- WHAT YOU WILL DO
Nothing but the lines from the one containing "trace: sidewalk" through the last line of the records below should be copied, exactly and without pictures.

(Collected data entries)
_ _ _
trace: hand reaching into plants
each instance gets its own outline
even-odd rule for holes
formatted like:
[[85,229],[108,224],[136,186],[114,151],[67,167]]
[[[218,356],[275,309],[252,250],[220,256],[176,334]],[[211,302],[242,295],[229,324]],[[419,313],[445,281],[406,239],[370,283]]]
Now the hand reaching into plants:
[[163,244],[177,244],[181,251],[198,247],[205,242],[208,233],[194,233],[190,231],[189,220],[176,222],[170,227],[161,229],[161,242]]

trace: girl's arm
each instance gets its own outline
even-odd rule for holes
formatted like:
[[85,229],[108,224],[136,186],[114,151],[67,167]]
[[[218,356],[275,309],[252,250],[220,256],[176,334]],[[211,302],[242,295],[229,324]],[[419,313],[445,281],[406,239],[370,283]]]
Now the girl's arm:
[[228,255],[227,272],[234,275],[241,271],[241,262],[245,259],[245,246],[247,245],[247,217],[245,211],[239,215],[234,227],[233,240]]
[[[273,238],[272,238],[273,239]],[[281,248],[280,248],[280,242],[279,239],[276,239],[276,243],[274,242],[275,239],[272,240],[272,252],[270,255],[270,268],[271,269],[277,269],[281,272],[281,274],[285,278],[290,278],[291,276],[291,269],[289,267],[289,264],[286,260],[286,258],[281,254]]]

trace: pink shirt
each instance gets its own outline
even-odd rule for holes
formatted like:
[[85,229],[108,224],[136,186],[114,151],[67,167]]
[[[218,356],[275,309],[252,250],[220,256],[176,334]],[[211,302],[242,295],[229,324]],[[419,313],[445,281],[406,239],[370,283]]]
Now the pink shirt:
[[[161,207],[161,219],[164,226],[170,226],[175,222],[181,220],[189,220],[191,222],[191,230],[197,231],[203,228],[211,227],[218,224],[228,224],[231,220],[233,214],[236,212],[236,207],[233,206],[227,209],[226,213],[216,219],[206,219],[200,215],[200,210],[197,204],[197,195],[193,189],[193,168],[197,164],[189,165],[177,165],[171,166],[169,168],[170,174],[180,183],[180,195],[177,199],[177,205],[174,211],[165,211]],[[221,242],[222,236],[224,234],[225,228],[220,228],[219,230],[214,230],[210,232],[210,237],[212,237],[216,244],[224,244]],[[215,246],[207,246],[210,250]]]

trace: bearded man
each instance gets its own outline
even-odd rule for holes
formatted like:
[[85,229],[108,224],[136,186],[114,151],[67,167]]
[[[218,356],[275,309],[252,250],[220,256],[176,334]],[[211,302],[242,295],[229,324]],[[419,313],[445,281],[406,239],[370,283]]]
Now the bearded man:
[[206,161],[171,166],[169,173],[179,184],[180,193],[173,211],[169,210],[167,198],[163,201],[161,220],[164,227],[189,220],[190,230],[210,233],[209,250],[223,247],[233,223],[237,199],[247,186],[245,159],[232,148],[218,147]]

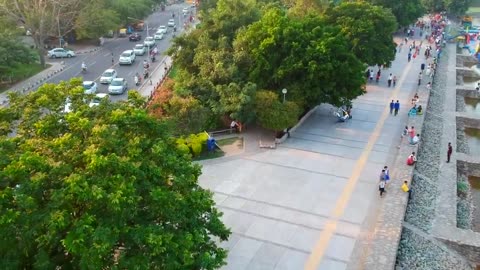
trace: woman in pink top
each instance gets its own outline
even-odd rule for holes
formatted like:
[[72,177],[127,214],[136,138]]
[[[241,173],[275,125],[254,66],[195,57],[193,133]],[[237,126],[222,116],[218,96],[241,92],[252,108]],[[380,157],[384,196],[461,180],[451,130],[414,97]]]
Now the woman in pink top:
[[408,137],[409,137],[409,141],[410,143],[413,142],[413,137],[415,137],[415,128],[412,126],[412,128],[408,131]]

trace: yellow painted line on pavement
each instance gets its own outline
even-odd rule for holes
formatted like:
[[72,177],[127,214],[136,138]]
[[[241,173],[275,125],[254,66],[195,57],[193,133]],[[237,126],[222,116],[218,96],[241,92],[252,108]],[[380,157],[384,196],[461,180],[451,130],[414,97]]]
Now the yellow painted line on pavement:
[[[390,99],[397,100],[397,94],[400,91],[400,87],[403,84],[403,81],[405,80],[405,78],[407,77],[408,72],[412,68],[412,63],[413,61],[407,64],[407,67],[404,69],[402,75],[400,76],[397,86],[393,90],[390,96]],[[347,207],[347,204],[350,198],[352,197],[353,190],[355,189],[355,186],[362,173],[362,170],[365,167],[365,164],[367,163],[368,157],[372,152],[373,146],[377,142],[378,137],[380,136],[380,132],[382,131],[383,125],[385,124],[385,120],[387,119],[389,114],[390,114],[390,108],[388,106],[385,106],[385,110],[383,111],[380,119],[378,120],[378,123],[375,126],[375,129],[373,130],[372,135],[370,135],[370,138],[368,139],[368,143],[365,149],[363,149],[362,154],[360,155],[360,158],[355,163],[355,167],[353,168],[352,175],[349,177],[345,188],[343,189],[340,197],[337,199],[335,208],[330,214],[331,218],[325,224],[325,228],[320,233],[320,236],[315,244],[315,247],[313,248],[312,252],[310,253],[310,256],[308,257],[308,260],[304,268],[305,270],[316,270],[318,265],[320,264],[325,254],[325,251],[327,250],[328,244],[330,243],[330,239],[332,238],[333,234],[337,229],[338,220],[345,212],[345,208]]]

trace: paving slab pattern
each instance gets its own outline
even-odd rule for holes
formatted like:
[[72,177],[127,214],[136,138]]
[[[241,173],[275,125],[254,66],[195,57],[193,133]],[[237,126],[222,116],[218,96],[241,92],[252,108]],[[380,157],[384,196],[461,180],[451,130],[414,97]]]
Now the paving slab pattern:
[[[324,104],[277,149],[203,162],[200,184],[214,192],[233,232],[222,243],[229,250],[223,269],[297,270],[307,269],[309,261],[314,261],[312,269],[357,269],[378,204],[388,200],[388,192],[378,196],[380,171],[396,158],[409,101],[417,90],[422,60],[407,63],[406,54],[398,53],[392,68],[382,70],[380,83],[369,83],[367,93],[354,101],[351,121],[337,123],[332,107]],[[399,78],[398,89],[387,87],[390,72]],[[393,98],[402,104],[400,113],[386,116]],[[248,140],[246,135],[246,149],[257,143]],[[339,203],[345,204],[341,212]],[[332,235],[322,243],[325,230]],[[317,256],[319,249],[324,252]]]

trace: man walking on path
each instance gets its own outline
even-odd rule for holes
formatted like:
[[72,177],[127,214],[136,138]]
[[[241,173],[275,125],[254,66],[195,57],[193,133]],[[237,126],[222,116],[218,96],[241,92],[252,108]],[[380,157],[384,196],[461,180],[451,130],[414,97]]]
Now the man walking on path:
[[380,197],[383,197],[383,193],[385,192],[385,180],[380,180],[380,183],[378,183],[378,190],[380,191]]
[[410,60],[412,60],[412,53],[411,52],[408,53],[408,62],[410,62]]
[[392,80],[393,80],[393,76],[392,76],[392,73],[390,73],[390,75],[388,75],[388,87],[390,87],[392,85]]
[[393,87],[397,85],[397,76],[393,76]]
[[402,191],[408,193],[408,199],[412,199],[412,190],[408,187],[408,181],[404,181],[402,185]]
[[395,116],[397,116],[398,110],[400,110],[400,102],[398,100],[394,104],[394,109],[395,109]]
[[395,109],[395,102],[392,99],[392,102],[390,102],[390,114],[393,113],[393,109]]
[[450,163],[450,156],[452,156],[452,152],[453,152],[452,144],[448,143],[447,163]]

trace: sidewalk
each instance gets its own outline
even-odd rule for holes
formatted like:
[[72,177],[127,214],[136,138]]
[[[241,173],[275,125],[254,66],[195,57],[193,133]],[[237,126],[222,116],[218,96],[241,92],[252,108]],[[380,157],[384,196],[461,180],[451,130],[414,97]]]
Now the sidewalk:
[[[353,103],[352,120],[338,123],[331,106],[322,104],[276,149],[249,142],[258,136],[246,130],[249,151],[202,162],[199,182],[214,192],[232,230],[222,243],[229,250],[222,269],[364,265],[378,208],[391,199],[379,197],[378,175],[383,166],[395,164],[410,102],[419,90],[423,59],[407,62],[407,52],[382,70],[379,83],[368,83],[367,93]],[[397,76],[396,87],[387,86],[389,73]],[[398,116],[389,114],[392,99],[402,104]]]
[[150,72],[150,77],[142,81],[138,92],[143,97],[152,98],[155,89],[161,85],[172,68],[173,60],[170,56],[165,56],[160,60],[160,64]]
[[65,68],[65,66],[62,65],[61,62],[52,62],[47,64],[50,65],[49,68],[37,73],[36,75],[26,80],[14,84],[12,87],[10,87],[10,89],[6,90],[3,93],[0,93],[0,106],[6,106],[8,104],[8,93],[28,93],[30,90],[42,84],[52,76],[55,76],[57,73],[61,72]]

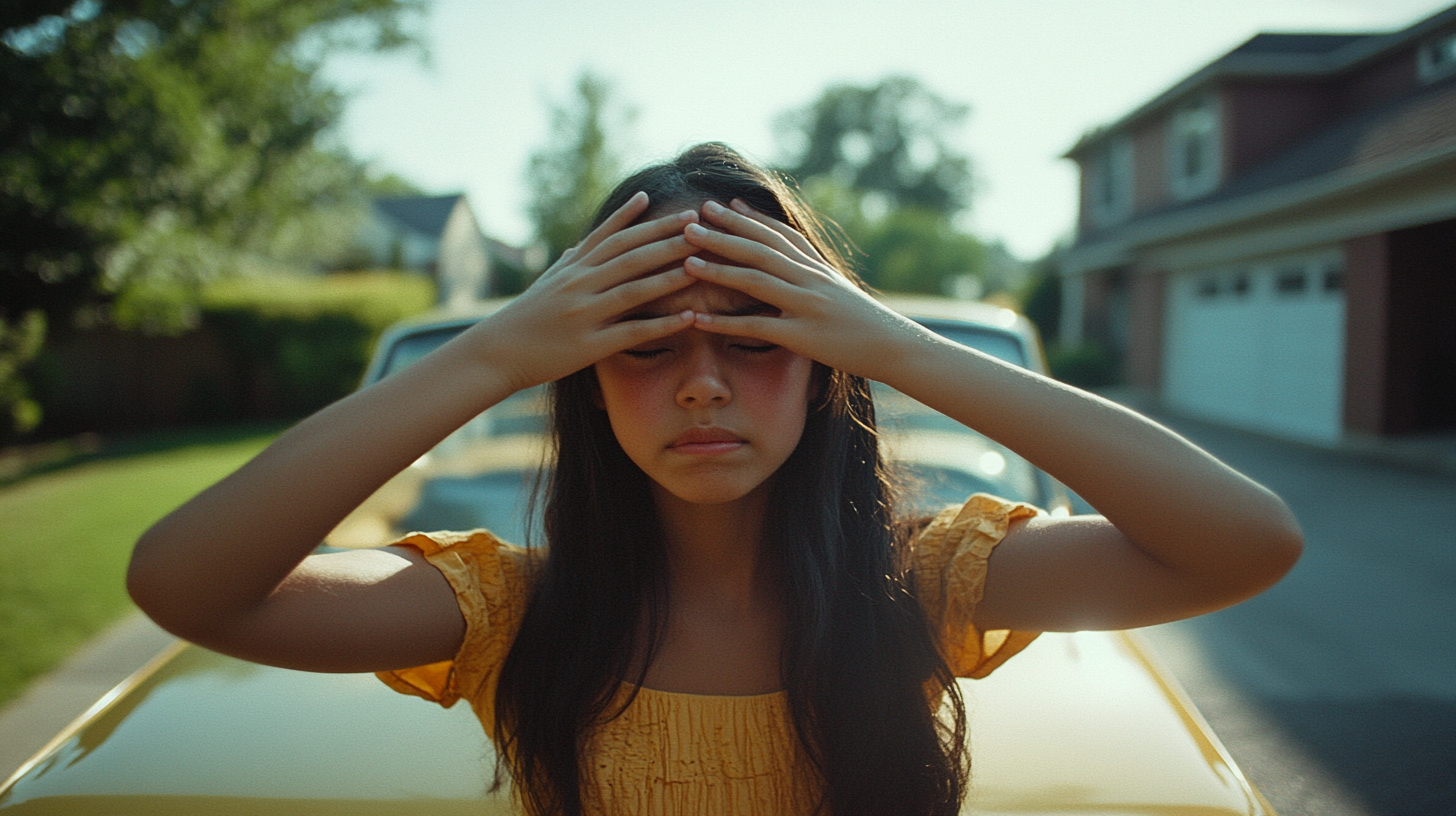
_ _ _
- OUTPUT OF THE EXERCISE
trace: sidewalk
each instance gets its own outline
even-odd rule for holes
formatted like:
[[72,177],[127,214],[136,138]]
[[[241,173],[275,125],[254,66],[195,57],[193,133]],[[237,126],[222,116],[218,96],[241,92],[252,108]],[[380,157],[384,196],[461,180],[451,130],[414,97]]]
Now the sidewalk:
[[[353,103],[352,120],[338,123],[331,106],[322,104],[276,149],[249,142],[258,136],[246,130],[249,151],[202,162],[199,182],[214,192],[232,230],[222,243],[229,250],[222,269],[364,265],[378,208],[391,199],[379,197],[378,175],[383,166],[395,164],[410,102],[419,90],[423,59],[407,62],[407,52],[382,70],[379,83],[368,83],[367,93]],[[397,76],[396,87],[387,86],[389,73]],[[398,116],[389,114],[392,99],[402,104]]]
[[150,72],[150,77],[142,81],[138,92],[143,97],[152,98],[155,89],[161,85],[172,68],[173,60],[170,56],[165,56],[160,60],[160,64]]
[[65,68],[65,66],[62,65],[61,62],[52,62],[47,64],[50,65],[49,68],[37,73],[36,75],[26,80],[14,84],[12,87],[10,87],[10,89],[6,90],[3,93],[0,93],[0,106],[6,106],[8,104],[8,93],[28,93],[30,90],[42,84],[52,76],[55,76],[57,73],[61,72]]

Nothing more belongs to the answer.